---------- RECORD SET

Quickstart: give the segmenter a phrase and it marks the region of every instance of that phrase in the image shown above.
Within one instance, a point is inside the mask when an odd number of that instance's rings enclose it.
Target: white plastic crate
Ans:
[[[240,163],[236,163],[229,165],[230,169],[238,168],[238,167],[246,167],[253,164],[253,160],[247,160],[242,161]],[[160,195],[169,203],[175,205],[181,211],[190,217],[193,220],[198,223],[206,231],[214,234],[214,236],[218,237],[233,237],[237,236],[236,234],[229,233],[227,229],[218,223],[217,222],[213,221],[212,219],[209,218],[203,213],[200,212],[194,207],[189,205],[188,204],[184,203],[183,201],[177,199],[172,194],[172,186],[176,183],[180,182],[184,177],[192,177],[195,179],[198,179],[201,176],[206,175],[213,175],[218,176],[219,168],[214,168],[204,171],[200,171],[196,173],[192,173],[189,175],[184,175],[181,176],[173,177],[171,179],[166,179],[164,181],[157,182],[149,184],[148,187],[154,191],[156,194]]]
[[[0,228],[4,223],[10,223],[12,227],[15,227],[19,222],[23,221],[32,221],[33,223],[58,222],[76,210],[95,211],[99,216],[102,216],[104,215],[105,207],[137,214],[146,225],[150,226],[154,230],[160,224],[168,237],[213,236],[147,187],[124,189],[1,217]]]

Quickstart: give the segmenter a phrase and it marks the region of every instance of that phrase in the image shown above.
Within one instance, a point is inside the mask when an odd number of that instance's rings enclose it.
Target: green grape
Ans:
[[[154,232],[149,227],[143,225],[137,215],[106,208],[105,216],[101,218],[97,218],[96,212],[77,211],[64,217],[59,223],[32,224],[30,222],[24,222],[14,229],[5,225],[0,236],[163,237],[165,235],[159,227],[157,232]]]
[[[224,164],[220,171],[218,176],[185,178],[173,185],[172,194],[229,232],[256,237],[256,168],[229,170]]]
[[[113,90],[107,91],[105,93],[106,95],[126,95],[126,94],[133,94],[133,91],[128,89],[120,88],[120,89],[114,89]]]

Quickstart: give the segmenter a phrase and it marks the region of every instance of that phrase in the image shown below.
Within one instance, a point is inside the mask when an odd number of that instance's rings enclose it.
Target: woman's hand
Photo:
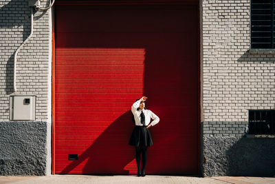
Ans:
[[[149,129],[149,128],[151,128],[151,127],[152,127],[152,125],[150,124],[150,125],[148,125],[146,127],[146,128],[147,128],[147,129]]]
[[[146,101],[146,100],[148,98],[146,97],[146,96],[142,96],[140,99],[140,101]]]

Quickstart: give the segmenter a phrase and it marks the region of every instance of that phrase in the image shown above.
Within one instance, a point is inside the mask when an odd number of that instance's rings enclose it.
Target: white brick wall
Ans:
[[[48,1],[43,0],[45,6]],[[19,51],[17,92],[13,92],[14,54],[30,34],[30,10],[26,0],[0,1],[0,121],[9,121],[10,94],[36,96],[36,121],[47,120],[50,53],[49,12],[34,11],[34,34]]]
[[[249,0],[203,0],[204,121],[247,121],[274,109],[275,52],[248,52]]]

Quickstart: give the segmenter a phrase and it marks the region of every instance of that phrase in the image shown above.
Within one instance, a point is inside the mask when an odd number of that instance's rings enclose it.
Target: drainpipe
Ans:
[[[28,41],[30,39],[30,37],[32,37],[32,33],[33,33],[33,30],[34,30],[34,13],[33,13],[33,10],[32,10],[32,7],[30,8],[30,11],[31,11],[31,31],[30,31],[30,34],[29,35],[29,37],[24,41],[24,42],[23,42],[23,43],[20,45],[20,47],[16,50],[16,51],[15,52],[14,54],[14,77],[13,77],[13,90],[14,92],[16,92],[17,89],[16,89],[16,61],[17,61],[17,54],[18,52],[19,52],[19,50],[23,48],[23,46],[28,42]]]

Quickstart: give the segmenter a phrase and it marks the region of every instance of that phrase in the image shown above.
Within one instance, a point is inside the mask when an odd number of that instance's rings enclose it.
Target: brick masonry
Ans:
[[[43,0],[45,6],[48,1]],[[15,51],[30,34],[30,9],[26,0],[0,1],[0,121],[9,121],[9,96],[36,96],[36,121],[48,119],[49,12],[34,11],[34,33],[17,57],[16,92],[13,92]]]
[[[274,109],[275,51],[250,48],[250,0],[202,0],[201,173],[274,176],[274,139],[247,138],[249,110]]]
[[[204,121],[204,136],[241,137],[248,130],[247,121]]]
[[[274,109],[275,52],[251,52],[250,1],[202,1],[204,121],[248,121]]]
[[[42,0],[45,7],[49,1]],[[33,35],[27,0],[0,1],[0,175],[45,175],[51,170],[50,11],[34,11]],[[10,95],[36,96],[35,121],[9,121]]]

--------------------

** DIRECTIONS **
Reproduce each record from above exactly; pictures do not belong in the copy.

** CORRECT RESPONSE **
Quickstart: give the segmenter a phrase and it marks the region of every instance of that phrase in the image shown above.
Within one instance, a point is inside the mask when an odd number of that instance's rings enclose it.
Target: white plastic crate
Ans:
[[[240,163],[236,163],[229,165],[230,169],[238,168],[238,167],[246,167],[253,164],[253,160],[247,160],[242,161]],[[160,195],[169,203],[175,205],[181,211],[190,217],[193,220],[198,223],[206,231],[214,234],[214,236],[218,237],[233,237],[237,236],[236,234],[229,233],[227,229],[218,223],[217,222],[213,221],[212,219],[209,218],[203,213],[200,212],[194,207],[189,205],[188,204],[184,203],[183,201],[177,199],[172,194],[172,186],[176,183],[180,182],[184,177],[192,177],[195,179],[198,179],[201,176],[206,175],[213,175],[218,176],[219,168],[214,168],[204,171],[200,171],[196,173],[192,173],[189,175],[184,175],[181,176],[173,177],[171,179],[166,179],[164,181],[157,182],[149,184],[148,187],[154,191],[156,194]]]
[[[0,228],[4,223],[10,223],[12,227],[15,227],[19,222],[23,221],[32,221],[33,223],[58,222],[76,210],[95,211],[99,216],[102,216],[104,215],[105,207],[137,214],[146,225],[150,226],[154,230],[160,224],[168,237],[213,236],[147,187],[124,189],[1,217]]]

Quickstart: give the segmenter a phrase and it marks the region of every instance of that phrase in the image shown above.
Within one instance, a point is inside the mask when an odd number of that instance's rings enclose it.
Target: green grape
Ans:
[[[154,232],[149,227],[143,225],[137,215],[106,208],[105,216],[101,218],[97,218],[96,212],[77,211],[64,217],[59,223],[32,224],[30,222],[24,222],[14,229],[5,225],[0,236],[163,237],[165,235],[159,227],[157,232]]]
[[[224,164],[220,171],[218,176],[185,178],[173,185],[172,194],[229,232],[256,237],[256,168],[229,170]]]
[[[113,90],[107,91],[105,93],[106,95],[126,95],[126,94],[133,94],[133,91],[128,89],[120,88],[120,89],[114,89]]]

Quickstart: give the segmenter a phrase and it marks the region of every instance of that phrase in the image shown below.
Within one instance, a point is inside the mask when an odd number of that instance's rings enclose it.
Target: woman's hand
Photo:
Ans:
[[[149,129],[149,128],[151,128],[151,127],[152,127],[152,125],[150,124],[150,125],[148,125],[146,127],[146,128],[147,128],[147,129]]]
[[[146,101],[146,100],[148,98],[146,97],[146,96],[142,96],[140,99],[140,101]]]

Quickstart: give the segmenter a phrase and it marks the region of every instance of that phrase in the image shown above.
Within one instance, a point is inside the mask when an odd number of that instance's rings enclose it.
Target: white brick wall
Ans:
[[[48,1],[43,0],[45,6]],[[19,51],[17,92],[13,92],[14,54],[30,34],[30,10],[26,0],[0,1],[0,121],[9,121],[10,94],[36,96],[36,121],[47,120],[50,53],[49,12],[34,11],[34,34]]]
[[[249,0],[203,0],[204,121],[247,121],[274,109],[275,52],[248,52]]]

Quickstart: give the segmenter a phrase and it marks the region of every instance of that phrase in the image shown above.
Within one instance, a point is inside the mask when an odd number of that instance's rings enclose it.
Target: drainpipe
Ans:
[[[28,41],[30,39],[30,37],[32,37],[32,33],[33,33],[33,30],[34,30],[34,13],[33,13],[33,10],[32,10],[32,7],[30,8],[30,11],[31,11],[31,31],[30,31],[30,34],[29,35],[29,37],[24,41],[24,42],[23,42],[23,43],[20,45],[20,47],[16,50],[16,51],[15,52],[14,54],[14,77],[13,77],[13,90],[14,92],[16,92],[17,89],[16,89],[16,61],[17,61],[17,54],[18,52],[19,52],[19,50],[23,48],[23,46],[28,42]]]

Quickstart: give the segmenter a phrase and it marks the region of every instance of that phrase in the image shown above.
Within one instance, a point is inside the mask when an odd number of that instance's rings enclose it.
Target: brick masonry
Ans:
[[[43,0],[45,6],[48,1]],[[15,51],[30,34],[30,9],[26,0],[0,1],[0,121],[9,121],[9,96],[36,96],[36,121],[48,119],[49,12],[34,11],[34,33],[17,57],[16,92],[13,92]]]
[[[274,109],[275,51],[250,48],[250,0],[202,0],[201,173],[274,176],[274,139],[247,138],[249,110]]]
[[[204,121],[204,136],[241,137],[248,130],[247,121]]]
[[[274,109],[275,52],[251,52],[250,1],[202,1],[204,121],[248,121]]]
[[[42,0],[45,7],[49,1]],[[33,35],[27,0],[0,1],[0,175],[45,175],[51,170],[50,11],[34,11]],[[10,95],[36,96],[35,121],[9,121]]]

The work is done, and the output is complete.